**Exercise objective:**
Copy all of the data below word for word, leaving every line unchanged.

Source data:
__________________________________________________

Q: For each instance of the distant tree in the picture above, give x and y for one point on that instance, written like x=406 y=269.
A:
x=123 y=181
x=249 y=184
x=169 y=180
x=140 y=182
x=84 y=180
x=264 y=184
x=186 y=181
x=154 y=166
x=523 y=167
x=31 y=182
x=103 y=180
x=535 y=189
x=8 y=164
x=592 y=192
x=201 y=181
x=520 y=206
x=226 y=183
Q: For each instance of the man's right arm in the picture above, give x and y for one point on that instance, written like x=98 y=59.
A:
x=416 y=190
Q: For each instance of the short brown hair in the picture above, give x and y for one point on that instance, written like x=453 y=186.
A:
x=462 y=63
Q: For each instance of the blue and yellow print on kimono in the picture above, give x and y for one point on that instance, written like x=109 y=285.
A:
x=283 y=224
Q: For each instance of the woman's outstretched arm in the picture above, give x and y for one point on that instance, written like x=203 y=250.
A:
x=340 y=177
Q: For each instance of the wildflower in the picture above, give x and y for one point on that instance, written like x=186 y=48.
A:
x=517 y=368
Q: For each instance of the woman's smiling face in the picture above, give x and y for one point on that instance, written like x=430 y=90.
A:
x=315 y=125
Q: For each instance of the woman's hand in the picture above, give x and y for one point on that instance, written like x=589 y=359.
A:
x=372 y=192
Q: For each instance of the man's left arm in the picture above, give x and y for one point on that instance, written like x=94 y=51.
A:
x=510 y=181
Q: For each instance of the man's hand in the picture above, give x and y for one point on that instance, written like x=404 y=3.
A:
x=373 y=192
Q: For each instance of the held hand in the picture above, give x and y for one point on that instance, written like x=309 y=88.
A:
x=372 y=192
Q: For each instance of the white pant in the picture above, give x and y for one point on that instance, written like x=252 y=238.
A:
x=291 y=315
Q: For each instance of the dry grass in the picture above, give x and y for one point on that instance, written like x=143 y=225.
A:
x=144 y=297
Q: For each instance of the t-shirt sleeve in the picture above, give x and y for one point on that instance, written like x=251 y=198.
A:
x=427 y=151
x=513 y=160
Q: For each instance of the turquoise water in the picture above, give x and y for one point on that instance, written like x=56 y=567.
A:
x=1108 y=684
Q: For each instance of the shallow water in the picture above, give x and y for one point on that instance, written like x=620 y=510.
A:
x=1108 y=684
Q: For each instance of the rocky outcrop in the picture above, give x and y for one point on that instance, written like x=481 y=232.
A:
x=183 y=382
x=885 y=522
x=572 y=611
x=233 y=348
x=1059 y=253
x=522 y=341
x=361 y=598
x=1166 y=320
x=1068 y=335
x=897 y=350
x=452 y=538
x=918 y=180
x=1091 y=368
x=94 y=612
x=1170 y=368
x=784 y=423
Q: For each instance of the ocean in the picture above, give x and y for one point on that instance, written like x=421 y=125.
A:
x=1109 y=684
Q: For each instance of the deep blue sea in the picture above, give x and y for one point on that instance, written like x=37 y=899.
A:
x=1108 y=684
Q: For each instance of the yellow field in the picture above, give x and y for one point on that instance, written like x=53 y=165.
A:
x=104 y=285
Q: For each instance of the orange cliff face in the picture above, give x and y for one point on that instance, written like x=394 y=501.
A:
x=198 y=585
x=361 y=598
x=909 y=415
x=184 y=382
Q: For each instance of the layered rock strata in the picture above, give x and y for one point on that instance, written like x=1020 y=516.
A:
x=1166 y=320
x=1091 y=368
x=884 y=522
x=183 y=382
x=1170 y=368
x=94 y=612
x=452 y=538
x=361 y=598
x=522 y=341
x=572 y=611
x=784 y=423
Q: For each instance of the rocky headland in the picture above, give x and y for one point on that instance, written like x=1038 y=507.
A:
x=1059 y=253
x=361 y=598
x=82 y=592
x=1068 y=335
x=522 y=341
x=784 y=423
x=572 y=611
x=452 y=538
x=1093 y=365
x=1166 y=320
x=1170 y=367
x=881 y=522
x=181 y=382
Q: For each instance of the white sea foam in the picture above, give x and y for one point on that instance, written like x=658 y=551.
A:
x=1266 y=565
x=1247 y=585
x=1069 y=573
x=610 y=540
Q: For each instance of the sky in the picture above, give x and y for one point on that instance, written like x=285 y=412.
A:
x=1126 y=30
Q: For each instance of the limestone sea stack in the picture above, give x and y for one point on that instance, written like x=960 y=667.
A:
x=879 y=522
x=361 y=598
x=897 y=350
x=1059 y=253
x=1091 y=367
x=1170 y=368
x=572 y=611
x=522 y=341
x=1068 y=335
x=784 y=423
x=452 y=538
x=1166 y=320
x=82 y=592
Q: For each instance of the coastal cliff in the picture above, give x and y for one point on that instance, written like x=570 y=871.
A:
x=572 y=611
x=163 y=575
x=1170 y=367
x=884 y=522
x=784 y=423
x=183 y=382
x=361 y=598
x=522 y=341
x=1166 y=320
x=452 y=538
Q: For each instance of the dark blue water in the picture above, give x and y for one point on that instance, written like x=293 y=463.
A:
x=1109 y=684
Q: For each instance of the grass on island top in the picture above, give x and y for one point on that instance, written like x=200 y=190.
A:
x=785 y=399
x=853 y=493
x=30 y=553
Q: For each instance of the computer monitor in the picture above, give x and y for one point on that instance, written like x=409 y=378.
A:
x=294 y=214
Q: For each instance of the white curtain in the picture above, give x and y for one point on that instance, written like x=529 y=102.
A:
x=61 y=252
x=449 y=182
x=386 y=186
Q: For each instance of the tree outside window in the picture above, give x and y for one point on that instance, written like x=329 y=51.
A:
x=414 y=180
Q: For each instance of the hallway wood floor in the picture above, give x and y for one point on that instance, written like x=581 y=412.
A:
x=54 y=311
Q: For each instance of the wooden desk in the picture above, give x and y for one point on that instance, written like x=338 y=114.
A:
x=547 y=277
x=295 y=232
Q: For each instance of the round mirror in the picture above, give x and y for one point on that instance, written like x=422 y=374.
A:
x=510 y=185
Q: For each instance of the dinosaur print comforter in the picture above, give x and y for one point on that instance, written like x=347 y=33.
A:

__________________________________________________

**In response:**
Q: For each instance of the distant tree in the picture above, give x and y for one point on that instance, written like x=406 y=269.
A:
x=123 y=181
x=249 y=184
x=169 y=180
x=140 y=182
x=84 y=180
x=264 y=184
x=186 y=181
x=154 y=166
x=523 y=167
x=31 y=182
x=103 y=180
x=535 y=189
x=8 y=164
x=592 y=192
x=201 y=181
x=520 y=206
x=226 y=183
Q: For each instance of the man's right arm in the picture above, give x and y for one point on that instance, written like x=98 y=59.
A:
x=416 y=190
Q: For each instance of the short brown hair in the picture above, give x and y for one point on that instance, written like x=453 y=186.
A:
x=462 y=63
Q: For each instance of the blue and yellow print on kimono in the picture above, give x and y for one point on that instance, written like x=109 y=285.
A:
x=283 y=224
Q: For each instance of the woman's outstretched arm in the picture above, give x and y for one point on that instance, written like x=203 y=250.
A:
x=340 y=177
Q: For each instance of the wildflower in the picture above, give x and y for one point on that instance, written like x=186 y=48.
A:
x=517 y=368
Q: For each instance of the woman's smiling face in the picture above, give x and y for one point on that instance, written like x=430 y=90.
A:
x=315 y=125
Q: For each instance of the woman's hand in the picture above, give x and y for one point on that instance, written like x=589 y=359.
A:
x=372 y=192
Q: For each instance of the man's left arm in the picture above, give x and y for one point on that instance, written like x=94 y=51.
A:
x=510 y=181
Q: For each instance of the man's hand in the picture above, give x and y for one point on that instance, written like x=404 y=3.
A:
x=373 y=192
Q: For each instance of the held hand in the picture above, give x and y for one point on that instance, written like x=309 y=88.
A:
x=372 y=192
Q: For each instance of the white pant in the picture above, give x and y for one point on that instance, written like x=252 y=238.
A:
x=291 y=315
Q: For each instance of the dry grass in the picture above, give x and y for one point on that instance, written like x=143 y=225.
A:
x=144 y=297
Q: For each instance of the t-shirt sleeve in the picture above, give x and y for one point on that instance, written like x=251 y=198.
A:
x=427 y=151
x=513 y=160
Q: For each instance of the turquoise water in the picture above, give x and y for one point on that instance, written like x=56 y=567.
A:
x=1108 y=684
Q: For each instance of the shallow water in the picture above, give x and y for one point on that instance, written like x=620 y=510.
A:
x=1108 y=684
Q: For each instance of the rocky outcrop in the picture above, give x and y for one point on that instance, written like x=481 y=232.
A:
x=183 y=382
x=885 y=522
x=572 y=611
x=233 y=348
x=1059 y=253
x=522 y=341
x=361 y=598
x=1166 y=320
x=1068 y=335
x=897 y=350
x=452 y=538
x=918 y=180
x=1091 y=368
x=94 y=612
x=1170 y=368
x=784 y=423
Q: For each instance of the ocean in the picture above, give x and y for one point on that instance, written like x=421 y=125.
A:
x=1109 y=684
Q: For each instance of the deep blue sea in the picture above, give x and y for one point on that instance, written like x=37 y=899.
A:
x=1108 y=684
Q: For each instance of the yellow field in the picture above, give x and y for one point on that instance, written like x=53 y=165.
A:
x=104 y=285
Q: For each instance of the orange cliff face in the picture above, give x and y for one point on that instance, written like x=394 y=501.
A:
x=198 y=585
x=361 y=598
x=909 y=415
x=184 y=382
Q: For each instance of the layered rock strata in the picture above, give x and y for one point on that instance, written like x=1020 y=516.
A:
x=1166 y=320
x=1091 y=368
x=884 y=522
x=183 y=382
x=1170 y=368
x=94 y=612
x=452 y=538
x=361 y=598
x=522 y=341
x=572 y=611
x=784 y=423
Q: For each instance of the rocky headland in the picture above, give x and y for one point on that instance, written like x=1038 y=507.
A:
x=1059 y=253
x=361 y=598
x=82 y=592
x=1068 y=335
x=522 y=341
x=784 y=423
x=572 y=611
x=452 y=538
x=1093 y=365
x=1166 y=320
x=1170 y=367
x=881 y=522
x=181 y=382
Q: For each instance of the white sea foam in the picture above, give x and y for one point on that instance, written like x=658 y=551.
A:
x=1266 y=565
x=1247 y=585
x=1069 y=573
x=610 y=540
Q: For each instance of the sky in the picture above, give x and y for one point on that instance, written like x=285 y=412.
A:
x=1126 y=30
Q: For each instance of the limestone sea stack in the picture above, give x and y for one point on that instance, written like x=960 y=667.
A:
x=879 y=522
x=361 y=598
x=897 y=350
x=1059 y=253
x=1091 y=367
x=1170 y=368
x=572 y=611
x=522 y=341
x=1068 y=335
x=784 y=423
x=452 y=538
x=1166 y=320
x=82 y=592
Q: For each instance of the coastal cliff in the picture above, give x and y for one point on that instance, written like x=570 y=871.
A:
x=572 y=611
x=163 y=575
x=1170 y=367
x=884 y=522
x=784 y=423
x=183 y=382
x=361 y=598
x=522 y=341
x=1166 y=320
x=452 y=538
Q: For each instance of the dark blue water in the picture above, give x and y for one point on that instance, written like x=293 y=463.
A:
x=1109 y=684
Q: For each instance of the grass on island top in the picture above, give x and y for one point on that instance, written like x=200 y=190.
A:
x=785 y=399
x=853 y=493
x=30 y=553
Q: For each instance of the computer monitor in the picture above, give x and y for one point on that instance, written like x=409 y=378.
A:
x=294 y=214
Q: For each instance of the white curtain in the picture above, give x and y for one point on that instance, written like x=529 y=102.
A:
x=61 y=252
x=449 y=182
x=386 y=186
Q: For each instance of the tree outside window in the picture above, give x and y for one point on that instance, written like x=329 y=51.
A:
x=414 y=180
Q: For each instance of the hallway wood floor in the picture above, give x and y for one point on that instance, written like x=581 y=412.
A:
x=54 y=311
Q: For each instance of the wooden desk in the picture above, give x and y for one point on that instance, written like x=338 y=114.
A:
x=547 y=277
x=295 y=232
Q: For each instance of the round mirror in the picture above, give x and y for one point on that instance, written like x=422 y=374.
A:
x=510 y=185
Q: For each instance of the dinosaur print comforter in the picture above, give x and y for one point on that instance, written like x=347 y=33.
A:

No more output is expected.